__Referring expression pointing data__.
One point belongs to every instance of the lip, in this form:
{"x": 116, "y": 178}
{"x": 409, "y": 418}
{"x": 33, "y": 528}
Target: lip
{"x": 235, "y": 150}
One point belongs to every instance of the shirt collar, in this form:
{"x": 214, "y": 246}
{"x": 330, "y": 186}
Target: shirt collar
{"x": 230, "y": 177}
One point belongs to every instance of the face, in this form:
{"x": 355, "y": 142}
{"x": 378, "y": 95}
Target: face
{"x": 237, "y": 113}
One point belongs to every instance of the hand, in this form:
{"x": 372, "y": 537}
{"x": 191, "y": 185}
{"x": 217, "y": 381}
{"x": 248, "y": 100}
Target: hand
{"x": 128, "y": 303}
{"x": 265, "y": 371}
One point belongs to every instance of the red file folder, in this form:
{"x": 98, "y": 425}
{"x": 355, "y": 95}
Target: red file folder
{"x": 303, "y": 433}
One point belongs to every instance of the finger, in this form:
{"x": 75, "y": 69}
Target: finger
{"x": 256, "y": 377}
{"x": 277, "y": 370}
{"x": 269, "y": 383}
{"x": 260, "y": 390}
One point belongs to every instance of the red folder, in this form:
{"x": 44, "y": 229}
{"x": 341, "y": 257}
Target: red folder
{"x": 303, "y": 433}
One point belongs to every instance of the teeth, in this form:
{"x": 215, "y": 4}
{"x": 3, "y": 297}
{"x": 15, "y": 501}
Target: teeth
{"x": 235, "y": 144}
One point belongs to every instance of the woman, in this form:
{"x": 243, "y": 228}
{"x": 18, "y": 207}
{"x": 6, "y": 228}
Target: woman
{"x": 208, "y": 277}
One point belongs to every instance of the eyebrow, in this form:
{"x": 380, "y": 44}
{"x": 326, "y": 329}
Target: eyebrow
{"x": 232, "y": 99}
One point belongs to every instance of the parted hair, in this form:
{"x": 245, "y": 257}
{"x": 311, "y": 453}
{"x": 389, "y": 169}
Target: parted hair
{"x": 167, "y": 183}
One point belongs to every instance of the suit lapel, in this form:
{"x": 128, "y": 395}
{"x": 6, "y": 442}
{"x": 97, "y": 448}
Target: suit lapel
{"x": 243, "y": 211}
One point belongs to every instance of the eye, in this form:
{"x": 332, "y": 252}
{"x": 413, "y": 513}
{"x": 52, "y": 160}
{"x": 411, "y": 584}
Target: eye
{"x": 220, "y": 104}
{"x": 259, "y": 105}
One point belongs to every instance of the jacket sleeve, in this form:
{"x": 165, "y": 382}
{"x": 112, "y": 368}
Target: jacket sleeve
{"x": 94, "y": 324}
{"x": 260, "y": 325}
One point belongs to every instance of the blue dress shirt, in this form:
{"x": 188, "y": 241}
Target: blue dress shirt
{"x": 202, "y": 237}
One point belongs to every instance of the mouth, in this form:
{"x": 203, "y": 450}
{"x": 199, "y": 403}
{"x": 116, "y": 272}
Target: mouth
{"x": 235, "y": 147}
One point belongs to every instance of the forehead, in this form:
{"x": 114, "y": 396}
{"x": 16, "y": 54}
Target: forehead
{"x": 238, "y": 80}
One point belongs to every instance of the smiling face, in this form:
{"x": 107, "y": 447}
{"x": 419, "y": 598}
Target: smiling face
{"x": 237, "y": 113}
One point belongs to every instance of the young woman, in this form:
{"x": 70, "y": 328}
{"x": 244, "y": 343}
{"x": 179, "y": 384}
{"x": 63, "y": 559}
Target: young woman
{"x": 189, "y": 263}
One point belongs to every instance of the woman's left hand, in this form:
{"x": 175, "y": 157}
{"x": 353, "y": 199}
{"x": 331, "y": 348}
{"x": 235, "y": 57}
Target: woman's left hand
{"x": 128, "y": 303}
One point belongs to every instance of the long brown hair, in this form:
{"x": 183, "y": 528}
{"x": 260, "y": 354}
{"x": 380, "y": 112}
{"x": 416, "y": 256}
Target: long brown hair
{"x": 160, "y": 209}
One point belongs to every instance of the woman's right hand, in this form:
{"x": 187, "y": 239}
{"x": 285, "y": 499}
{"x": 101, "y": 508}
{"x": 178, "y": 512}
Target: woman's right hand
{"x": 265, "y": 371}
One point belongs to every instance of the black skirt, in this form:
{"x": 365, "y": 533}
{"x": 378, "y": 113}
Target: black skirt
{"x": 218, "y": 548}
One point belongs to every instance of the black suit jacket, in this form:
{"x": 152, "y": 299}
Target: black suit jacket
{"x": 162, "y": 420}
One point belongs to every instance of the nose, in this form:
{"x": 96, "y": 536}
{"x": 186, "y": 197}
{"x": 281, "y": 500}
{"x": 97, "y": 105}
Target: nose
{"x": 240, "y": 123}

__Aim of the task__.
Repeat the data exactly, with every line included.

__Output of the exercise__.
One point belongs to every instance of the lip, in this form:
{"x": 116, "y": 178}
{"x": 409, "y": 418}
{"x": 33, "y": 528}
Target: lip
{"x": 235, "y": 150}
One point belongs to every instance of the shirt collar, in this form:
{"x": 214, "y": 246}
{"x": 330, "y": 186}
Target: shirt collar
{"x": 230, "y": 177}
One point belongs to every instance of the face, in this form:
{"x": 355, "y": 142}
{"x": 378, "y": 95}
Target: face
{"x": 237, "y": 113}
One point belongs to every instance of the hand, in this form:
{"x": 372, "y": 537}
{"x": 191, "y": 185}
{"x": 217, "y": 381}
{"x": 248, "y": 100}
Target: hand
{"x": 128, "y": 303}
{"x": 265, "y": 371}
One point belongs to every instance of the red file folder, in this form:
{"x": 98, "y": 425}
{"x": 355, "y": 95}
Target: red file folder
{"x": 303, "y": 433}
One point belongs to every instance of the finger, in this form:
{"x": 75, "y": 69}
Target: finger
{"x": 256, "y": 377}
{"x": 277, "y": 370}
{"x": 269, "y": 383}
{"x": 260, "y": 390}
One point belongs to every instance of the red folder, in this form:
{"x": 44, "y": 229}
{"x": 341, "y": 257}
Target: red folder
{"x": 303, "y": 433}
One point belongs to every instance of the teeth, in this form:
{"x": 215, "y": 4}
{"x": 3, "y": 297}
{"x": 15, "y": 501}
Target: teeth
{"x": 235, "y": 144}
One point belongs to every instance of the woman, in this form:
{"x": 243, "y": 228}
{"x": 18, "y": 207}
{"x": 6, "y": 228}
Target: woman
{"x": 208, "y": 277}
One point belongs to every instance of the eyebrow, in this form:
{"x": 380, "y": 44}
{"x": 326, "y": 329}
Target: eyebrow
{"x": 232, "y": 99}
One point belongs to every instance of the parted hair, in this form:
{"x": 245, "y": 257}
{"x": 311, "y": 453}
{"x": 389, "y": 169}
Target: parted hair
{"x": 167, "y": 183}
One point belongs to every instance of the suit lapel, in this form:
{"x": 128, "y": 395}
{"x": 6, "y": 442}
{"x": 97, "y": 448}
Target: suit lapel
{"x": 243, "y": 211}
One point belongs to every instance of the eye, in this form:
{"x": 332, "y": 252}
{"x": 413, "y": 513}
{"x": 52, "y": 160}
{"x": 411, "y": 584}
Target: eye
{"x": 220, "y": 104}
{"x": 259, "y": 105}
One point belongs to every instance of the jacket sleeve, in this form:
{"x": 165, "y": 382}
{"x": 112, "y": 368}
Target: jacket sleeve
{"x": 94, "y": 324}
{"x": 260, "y": 325}
One point belongs to every instance of the blue dress shirt, in this form:
{"x": 188, "y": 241}
Target: blue dress shirt
{"x": 202, "y": 237}
One point belongs to every instance of the mouth, in this form:
{"x": 203, "y": 450}
{"x": 199, "y": 403}
{"x": 116, "y": 272}
Target: mouth
{"x": 235, "y": 147}
One point belongs to every instance of the forehead, in this form:
{"x": 114, "y": 396}
{"x": 16, "y": 54}
Target: forehead
{"x": 238, "y": 80}
One point belongs to every instance of the smiling face, in this form:
{"x": 107, "y": 447}
{"x": 419, "y": 598}
Target: smiling face
{"x": 237, "y": 113}
One point belongs to every instance of the young woman, in this form:
{"x": 70, "y": 328}
{"x": 244, "y": 343}
{"x": 179, "y": 384}
{"x": 63, "y": 559}
Target: young woman
{"x": 189, "y": 263}
One point belongs to every instance of the woman's left hand, in this form:
{"x": 175, "y": 157}
{"x": 353, "y": 199}
{"x": 331, "y": 348}
{"x": 235, "y": 57}
Target: woman's left hand
{"x": 128, "y": 303}
One point belongs to every instance of the long brown hair, in this form:
{"x": 183, "y": 528}
{"x": 260, "y": 354}
{"x": 380, "y": 112}
{"x": 416, "y": 256}
Target: long brown hair
{"x": 160, "y": 209}
One point belongs to every instance of the woman's right hand, in this form:
{"x": 187, "y": 239}
{"x": 285, "y": 499}
{"x": 101, "y": 508}
{"x": 178, "y": 512}
Target: woman's right hand
{"x": 265, "y": 371}
One point belongs to every instance of the black skirt, in this form:
{"x": 365, "y": 533}
{"x": 378, "y": 113}
Target: black skirt
{"x": 218, "y": 548}
One point belongs to every instance of the black suit jacket, in this form:
{"x": 152, "y": 299}
Target: black suit jacket
{"x": 162, "y": 420}
One point belongs to every instance of the nose, in this form:
{"x": 96, "y": 536}
{"x": 186, "y": 197}
{"x": 281, "y": 500}
{"x": 97, "y": 105}
Target: nose
{"x": 240, "y": 123}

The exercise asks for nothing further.